BEGIN

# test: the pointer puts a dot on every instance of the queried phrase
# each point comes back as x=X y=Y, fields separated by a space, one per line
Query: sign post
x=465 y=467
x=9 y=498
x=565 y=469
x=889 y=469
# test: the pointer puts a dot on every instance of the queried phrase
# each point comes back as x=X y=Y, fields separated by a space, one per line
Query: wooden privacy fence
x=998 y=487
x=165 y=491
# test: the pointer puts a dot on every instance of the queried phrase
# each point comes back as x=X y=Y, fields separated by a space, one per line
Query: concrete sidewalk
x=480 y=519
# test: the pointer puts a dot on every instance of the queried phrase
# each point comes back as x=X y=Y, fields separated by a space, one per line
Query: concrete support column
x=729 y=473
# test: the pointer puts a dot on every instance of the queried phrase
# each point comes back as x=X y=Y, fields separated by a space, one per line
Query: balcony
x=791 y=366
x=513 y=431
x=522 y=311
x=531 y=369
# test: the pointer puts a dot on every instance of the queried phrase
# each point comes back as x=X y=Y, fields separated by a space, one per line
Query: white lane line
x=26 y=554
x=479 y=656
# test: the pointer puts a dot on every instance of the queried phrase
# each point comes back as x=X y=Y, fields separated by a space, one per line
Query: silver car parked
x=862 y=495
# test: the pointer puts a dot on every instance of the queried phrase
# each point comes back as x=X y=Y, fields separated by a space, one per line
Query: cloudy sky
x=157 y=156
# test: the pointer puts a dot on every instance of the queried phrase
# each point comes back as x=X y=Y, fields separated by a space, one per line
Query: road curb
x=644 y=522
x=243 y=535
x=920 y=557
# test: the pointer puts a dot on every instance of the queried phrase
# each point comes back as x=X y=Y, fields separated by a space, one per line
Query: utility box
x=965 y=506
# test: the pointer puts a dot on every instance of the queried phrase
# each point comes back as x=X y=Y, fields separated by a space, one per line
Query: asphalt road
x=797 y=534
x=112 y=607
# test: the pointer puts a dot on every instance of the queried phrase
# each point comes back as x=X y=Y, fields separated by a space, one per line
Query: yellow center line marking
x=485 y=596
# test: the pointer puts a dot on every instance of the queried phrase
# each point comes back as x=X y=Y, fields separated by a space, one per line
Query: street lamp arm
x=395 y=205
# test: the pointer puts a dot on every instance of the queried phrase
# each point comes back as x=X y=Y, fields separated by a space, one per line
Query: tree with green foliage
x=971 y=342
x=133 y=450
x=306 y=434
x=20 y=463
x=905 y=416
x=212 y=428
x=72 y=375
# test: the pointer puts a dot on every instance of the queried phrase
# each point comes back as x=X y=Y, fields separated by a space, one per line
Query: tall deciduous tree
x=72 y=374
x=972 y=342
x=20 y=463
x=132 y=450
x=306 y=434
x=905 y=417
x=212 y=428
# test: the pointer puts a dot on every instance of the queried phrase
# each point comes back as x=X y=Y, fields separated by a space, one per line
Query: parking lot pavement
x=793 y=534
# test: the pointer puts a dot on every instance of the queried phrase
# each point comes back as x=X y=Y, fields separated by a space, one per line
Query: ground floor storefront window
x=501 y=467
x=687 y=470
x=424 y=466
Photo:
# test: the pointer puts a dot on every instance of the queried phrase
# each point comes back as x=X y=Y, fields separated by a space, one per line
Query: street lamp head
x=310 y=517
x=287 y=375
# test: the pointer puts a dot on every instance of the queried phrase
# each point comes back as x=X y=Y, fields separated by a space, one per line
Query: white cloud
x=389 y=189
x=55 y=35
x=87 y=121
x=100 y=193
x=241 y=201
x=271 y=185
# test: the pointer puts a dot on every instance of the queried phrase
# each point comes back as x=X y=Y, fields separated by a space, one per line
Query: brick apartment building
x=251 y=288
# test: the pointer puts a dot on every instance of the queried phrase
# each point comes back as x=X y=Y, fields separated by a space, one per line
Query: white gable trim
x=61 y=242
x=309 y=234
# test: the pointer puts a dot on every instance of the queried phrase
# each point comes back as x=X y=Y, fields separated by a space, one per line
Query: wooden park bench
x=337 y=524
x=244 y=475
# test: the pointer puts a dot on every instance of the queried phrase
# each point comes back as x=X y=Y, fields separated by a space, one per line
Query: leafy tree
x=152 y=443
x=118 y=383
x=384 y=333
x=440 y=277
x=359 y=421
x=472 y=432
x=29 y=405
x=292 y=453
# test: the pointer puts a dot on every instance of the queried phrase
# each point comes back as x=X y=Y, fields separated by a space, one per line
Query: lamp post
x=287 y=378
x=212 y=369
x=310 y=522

END

- _What is required_: Word for word, transcribe the data shown above.

- _Solved problem_:
# test: the pointer puts a dot on every instance of the queried phrase
# each point comes back as x=X y=Y, fields separated by a space, one per line
Query: sign post
x=465 y=467
x=9 y=498
x=565 y=469
x=889 y=469
# test: the pointer puts a dot on every instance of the queried phrase
# each point comes back as x=X y=Y, fields separated by a space, one per line
Query: wooden privacy fence
x=998 y=487
x=165 y=491
# test: the pointer puts a dot on every instance of the queried phrase
# each point comes back as x=X y=Y, fields separated by a space, one per line
Query: concrete sidewalk
x=480 y=519
# test: the pointer puts a dot on every instance of the queried phrase
# each point comes back as x=X y=Y, fields separated by a space, one per line
Query: concrete support column
x=729 y=473
# test: the pointer puts a dot on every instance of the queried phrase
# each point comes back as x=X y=Y, fields separated by a space, one per line
Query: balcony
x=791 y=366
x=513 y=431
x=522 y=311
x=531 y=369
# test: the pointer puts a dot on every instance of the queried phrase
# each point comes back as x=X y=Y, fields separated by a space, one per line
Query: white lane line
x=26 y=554
x=479 y=656
# test: the pointer puts a dot on every instance of the queried phrase
# each point comes back as x=X y=Y, fields separated by a space, one per line
Query: silver car parked
x=862 y=495
# test: the pointer puts a dot on every instance of the queried phrase
# each point comes back as x=X y=Y, fields separated by a space, one per line
Query: cloudy sky
x=157 y=156
# test: the pointer puts a dot on every instance of the queried phrase
# each point comes back as x=X y=Y, fields separated by a space, one per line
Query: road curb
x=644 y=522
x=243 y=535
x=920 y=557
# test: the pointer puts a dot on every instance of the queried phrase
# each point comes back as x=X y=Y, fields separated by a space, one per line
Query: utility box
x=965 y=506
# test: the pointer puts a dot on every instance of the queried phrase
# each point comes back as x=X y=Y, fields separated by a space, one per line
Query: asphalt road
x=797 y=534
x=112 y=607
# test: the pointer puts a dot on every instance of the queried phrase
# each point comes back as x=X y=Y, fields separated by a space, one per line
Query: yellow center line marking
x=485 y=596
# test: the pointer puts a dot on every instance of the queried phrase
# each point comes back as x=X y=Y, fields separated by a space, one per line
Query: street lamp arm
x=395 y=205
# test: the pointer puts a dot on every instance of the queried phrase
# each point comes back as x=X y=Y, fields separated by a space, one per line
Query: tree with green foliage
x=971 y=342
x=133 y=450
x=306 y=434
x=20 y=463
x=905 y=416
x=212 y=428
x=72 y=375
# test: the pointer puts a dot on every instance of the queried phrase
# each point comes back as x=X y=Y, fields separated by a space, one per line
Query: tall deciduous tree
x=72 y=374
x=972 y=342
x=20 y=463
x=132 y=450
x=306 y=434
x=905 y=417
x=212 y=428
# test: the pointer puts a dot on every instance of the queried phrase
# each point comes back as x=X y=Y, fields separated by a space, one per line
Query: parking lot pavement
x=793 y=534
# test: the pointer puts a dot on every instance of the queried phrase
# each point comes back as x=X y=Y, fields separated by a space, one per line
Query: ground floor storefront window
x=501 y=467
x=687 y=470
x=424 y=466
Photo:
# test: the pointer puts a dot on every instance of the queried phrase
# each point comes back as x=X y=Y, fields separated by a space, one per line
Query: street lamp head
x=310 y=517
x=287 y=375
# test: the pointer puts a dot on every instance of the queried phrase
# each point comes back as x=X y=Y, fields separated by a space, one per line
Query: white cloud
x=389 y=189
x=55 y=35
x=87 y=121
x=100 y=193
x=241 y=201
x=271 y=185
# test: the pointer puts a dot on every instance of the queried phrase
# each point comes back as x=X y=Y, fields separated by a space, one per line
Query: brick apartment building
x=251 y=288
# test: the pointer puts a dot on every instance of the queried phrase
# each point comes back as x=X y=Y, fields separated by a space, one per line
Query: white gable trim
x=61 y=242
x=309 y=234
# test: the pointer puts a dot on every instance of the queried phrase
# each point comes back as x=X y=Y, fields separated by a space, one per line
Query: wooden park bench
x=337 y=524
x=244 y=475
# test: the pointer puts a dot on every instance of the queried phrase
# each point comes back as x=X y=Y, fields separated by a space, one per line
Query: leafy tree
x=152 y=443
x=118 y=383
x=384 y=333
x=440 y=277
x=359 y=421
x=472 y=432
x=29 y=405
x=292 y=453
# test: the pointer puts a dot on every instance of the queried phrase
# each point comes back as x=X y=Y, fields separated by a space, one per line
Query: lamp post
x=287 y=378
x=212 y=369
x=310 y=522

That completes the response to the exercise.